## What the exercise asks
Your answer must restate each entry below word for word, with no pictures in it.

## Records shown

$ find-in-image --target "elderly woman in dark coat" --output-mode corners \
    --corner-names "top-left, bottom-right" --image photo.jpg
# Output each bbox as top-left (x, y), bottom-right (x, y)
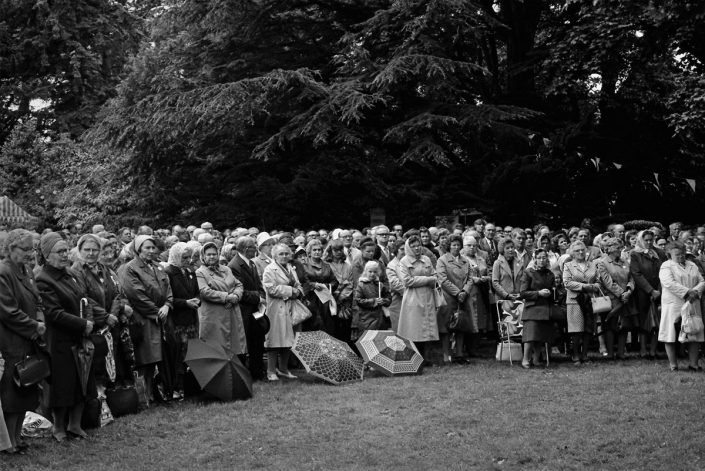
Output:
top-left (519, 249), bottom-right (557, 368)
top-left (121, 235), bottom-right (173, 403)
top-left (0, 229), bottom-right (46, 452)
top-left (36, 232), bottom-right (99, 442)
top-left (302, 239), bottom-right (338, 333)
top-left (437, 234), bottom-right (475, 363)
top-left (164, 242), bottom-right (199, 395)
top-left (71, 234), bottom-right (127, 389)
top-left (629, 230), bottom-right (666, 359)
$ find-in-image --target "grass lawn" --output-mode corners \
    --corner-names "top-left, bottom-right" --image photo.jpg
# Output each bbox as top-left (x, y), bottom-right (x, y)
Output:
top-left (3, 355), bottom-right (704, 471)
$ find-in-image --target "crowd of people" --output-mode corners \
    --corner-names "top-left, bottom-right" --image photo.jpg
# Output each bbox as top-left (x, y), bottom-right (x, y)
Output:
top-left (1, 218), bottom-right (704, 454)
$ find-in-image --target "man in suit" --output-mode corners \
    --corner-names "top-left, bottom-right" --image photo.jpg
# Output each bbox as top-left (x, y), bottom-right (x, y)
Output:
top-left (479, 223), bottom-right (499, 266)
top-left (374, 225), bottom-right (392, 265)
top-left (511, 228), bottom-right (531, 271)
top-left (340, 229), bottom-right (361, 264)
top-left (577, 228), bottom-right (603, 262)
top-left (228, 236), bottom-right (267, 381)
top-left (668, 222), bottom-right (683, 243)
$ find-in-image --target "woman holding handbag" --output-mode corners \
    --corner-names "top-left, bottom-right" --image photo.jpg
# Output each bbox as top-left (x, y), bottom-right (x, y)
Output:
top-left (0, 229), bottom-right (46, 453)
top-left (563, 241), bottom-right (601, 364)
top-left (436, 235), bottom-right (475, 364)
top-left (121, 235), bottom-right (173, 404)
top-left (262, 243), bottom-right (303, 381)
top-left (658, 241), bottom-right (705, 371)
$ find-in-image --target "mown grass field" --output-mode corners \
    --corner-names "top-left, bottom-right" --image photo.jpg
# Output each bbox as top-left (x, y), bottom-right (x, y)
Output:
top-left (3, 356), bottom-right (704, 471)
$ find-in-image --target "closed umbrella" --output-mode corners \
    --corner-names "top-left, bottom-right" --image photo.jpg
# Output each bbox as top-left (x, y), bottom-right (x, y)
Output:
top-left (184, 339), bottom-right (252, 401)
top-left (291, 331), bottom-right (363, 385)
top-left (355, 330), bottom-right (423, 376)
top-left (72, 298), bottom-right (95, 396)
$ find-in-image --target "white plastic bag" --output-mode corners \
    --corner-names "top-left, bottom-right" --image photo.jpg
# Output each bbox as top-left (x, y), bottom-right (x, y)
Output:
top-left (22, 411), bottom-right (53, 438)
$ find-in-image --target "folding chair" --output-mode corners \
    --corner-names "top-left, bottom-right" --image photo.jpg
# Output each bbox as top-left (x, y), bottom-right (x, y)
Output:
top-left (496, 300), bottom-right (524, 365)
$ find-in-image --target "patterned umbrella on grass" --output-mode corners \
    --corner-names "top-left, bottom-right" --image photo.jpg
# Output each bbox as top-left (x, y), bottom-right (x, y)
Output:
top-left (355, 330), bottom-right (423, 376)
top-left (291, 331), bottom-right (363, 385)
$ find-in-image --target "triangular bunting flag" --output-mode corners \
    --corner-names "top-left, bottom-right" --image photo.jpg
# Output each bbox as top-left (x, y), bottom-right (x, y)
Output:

## Worked solution
$ find-in-image --target "elderly woman in dark coat" --output-mode corners \
    --corner-names "top-left, bottom-right" --image photo.jpg
# Output each bbox as top-left (x, y), bottom-right (x, y)
Output:
top-left (519, 249), bottom-right (557, 368)
top-left (121, 235), bottom-right (173, 403)
top-left (0, 229), bottom-right (46, 452)
top-left (36, 232), bottom-right (99, 442)
top-left (302, 239), bottom-right (338, 333)
top-left (437, 234), bottom-right (475, 363)
top-left (164, 242), bottom-right (199, 395)
top-left (71, 234), bottom-right (127, 389)
top-left (629, 230), bottom-right (666, 359)
$ find-in-image --target "grass lawn" --output-mode corners \
    --corner-names "top-left, bottom-right" --image photo.jpg
# Output each bbox as top-left (x, y), bottom-right (x, y)
Output:
top-left (3, 355), bottom-right (704, 471)
$ find-in-image --target "crowd of people" --output-mode corners \
    --corner-names "top-left, bottom-right" --image photo.jpg
# Output each bbox as top-left (x, y), bottom-right (x, y)
Output:
top-left (1, 218), bottom-right (704, 454)
$ find-in-image --target "man in suit" --output-mode corners \
    --corner-names "top-left, bottom-right" --image photo.jpg
# Output each bbox as top-left (x, y), bottom-right (x, y)
Output:
top-left (479, 223), bottom-right (499, 266)
top-left (374, 225), bottom-right (392, 265)
top-left (511, 228), bottom-right (531, 271)
top-left (340, 229), bottom-right (361, 264)
top-left (577, 228), bottom-right (603, 262)
top-left (228, 236), bottom-right (267, 381)
top-left (668, 222), bottom-right (683, 243)
$ find-in-image --target "woman holding handbag" --output-mode corners \
    --corner-names "top-left, bottom-right" --image photo.jpg
# Output each bbox as top-left (x, y), bottom-right (x, y)
Output:
top-left (0, 229), bottom-right (46, 453)
top-left (563, 241), bottom-right (601, 364)
top-left (436, 235), bottom-right (475, 364)
top-left (121, 235), bottom-right (173, 404)
top-left (262, 243), bottom-right (303, 381)
top-left (658, 241), bottom-right (705, 371)
$ find-in-image --target "mown grass field" --output-mode corners \
    --corner-names "top-left, bottom-right" --image photo.jpg
# Output each bbox as top-left (x, y), bottom-right (x, y)
Output:
top-left (3, 356), bottom-right (704, 471)
$ find-in-image --target "closed umbrella" --output-mode corners \
    --corner-names "top-left, bottom-right" --image photo.jpg
# Output each bbox as top-left (x, y), bottom-right (x, y)
Output:
top-left (184, 339), bottom-right (252, 401)
top-left (291, 331), bottom-right (363, 385)
top-left (355, 330), bottom-right (423, 376)
top-left (72, 298), bottom-right (95, 396)
$ find-in-image --target "white plastic bag" --output-mode corners \
    --corner-names "top-left, bottom-right" --image photo.jpg
# Output each bbox as top-left (x, y), bottom-right (x, y)
Output:
top-left (22, 411), bottom-right (53, 438)
$ find-in-image --target "folding chair" --output-mode corners \
    --corner-names "top-left, bottom-right" --image photo.jpg
# Output each bbox as top-left (x, y), bottom-right (x, y)
Output:
top-left (496, 300), bottom-right (524, 365)
$ find-in-image --target "patterned umbrella on grass" --output-mode corners \
    --corner-names "top-left, bottom-right" --image photo.jpg
# Output each bbox as top-left (x, y), bottom-right (x, y)
Output:
top-left (355, 330), bottom-right (423, 376)
top-left (291, 331), bottom-right (363, 385)
$ find-in-image --target "triangular bunting flag" --output-mode corners \
    --corner-names "top-left, bottom-right" --image photo.jpg
# Output each bbox as top-left (x, y), bottom-right (x, y)
Output:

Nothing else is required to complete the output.